> **Text under study**:
- Theatrical release poster
- Directed by: Thilo Graf Rothkirch; Ute von Münchow-Pohl;
- Based on: Kleiner Dodo, was spielst du? by Hans de Beer
- Produced by: Thilo Graf Rothkirch; Maya Gräfin Rothkirch;
- Starring: Mario Adorf; Rick Kavanian; Lena Beyerling; Sandro Iannotta;
- Music by: Henning Lohner
- Production companies: Rothkirch Cartoon-Film; MABO Pictures Filmproduktion; Comet Film; Warner Bros. Film Productions Germany;
- Distributed by: Warner Bros. Pictures
- Release date: 1 January 2008;
- Running time: 76 minutes
- Country: Germany
- Language: German
- Box office: $4.5 million

= Little Dodo (film) =

Little Dodo (Kleiner Dodo) is a 2008 German animated film directed by Thilo Graf Rothkirch and Ute von Münchow-Pohl, based on the book, Kleiner Dodo, was spielst du? by Dutch author Hans de Beer.

It was released in Germany on 1 January 2008 by Warner Bros. Pictures under their Family Entertainment label. the film received positive reviews and it grossed over $4 million at the box office.

> **What the task requires**:
Please continue the Little Dodo article from its last sentence. The rows are separate material, unrelated to the Little Dodo article.

> **Listed entries**:
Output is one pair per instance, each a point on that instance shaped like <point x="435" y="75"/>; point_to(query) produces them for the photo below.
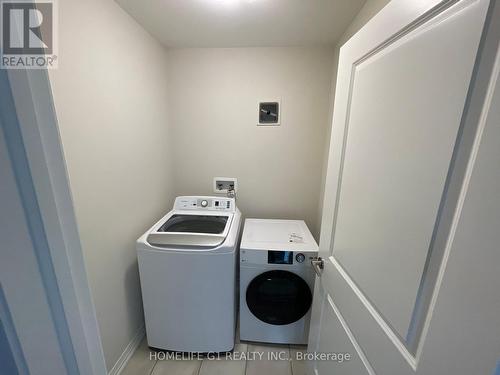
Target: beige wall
<point x="213" y="111"/>
<point x="370" y="9"/>
<point x="110" y="92"/>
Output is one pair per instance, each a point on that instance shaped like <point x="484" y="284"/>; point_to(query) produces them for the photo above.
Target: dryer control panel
<point x="205" y="203"/>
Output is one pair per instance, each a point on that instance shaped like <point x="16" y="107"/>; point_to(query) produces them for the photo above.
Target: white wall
<point x="213" y="112"/>
<point x="110" y="92"/>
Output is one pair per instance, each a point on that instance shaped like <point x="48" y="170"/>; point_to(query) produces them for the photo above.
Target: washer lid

> **Task result**:
==Plot==
The little orangutan Dodo, who loves all kinds of noises and imitates them, one day finds a strange object (a thingamajig) that had fallen from a truck. The old orangutan Darwin, who used to live with humans, explains to him that it is a violin and introduces him to the secrets of the instrument. With his violin playing, Dodo not only makes his friends laugh. When a severe drought breaks out, he discovers the great secret of his music.

He proves his courage when his friend and teacher is injured. Dodo undertakes the difficult journey to the human settlement to get medicine for his friend. On the way back, he is able to calm and then heal an injured tiger with the help of his music.

== Release ==
The film was released on DVD by Warner Home Video on 5 September 2008.

==See also==
- Life Is a Miracle, Song written for the film, sung by pop group No Angels.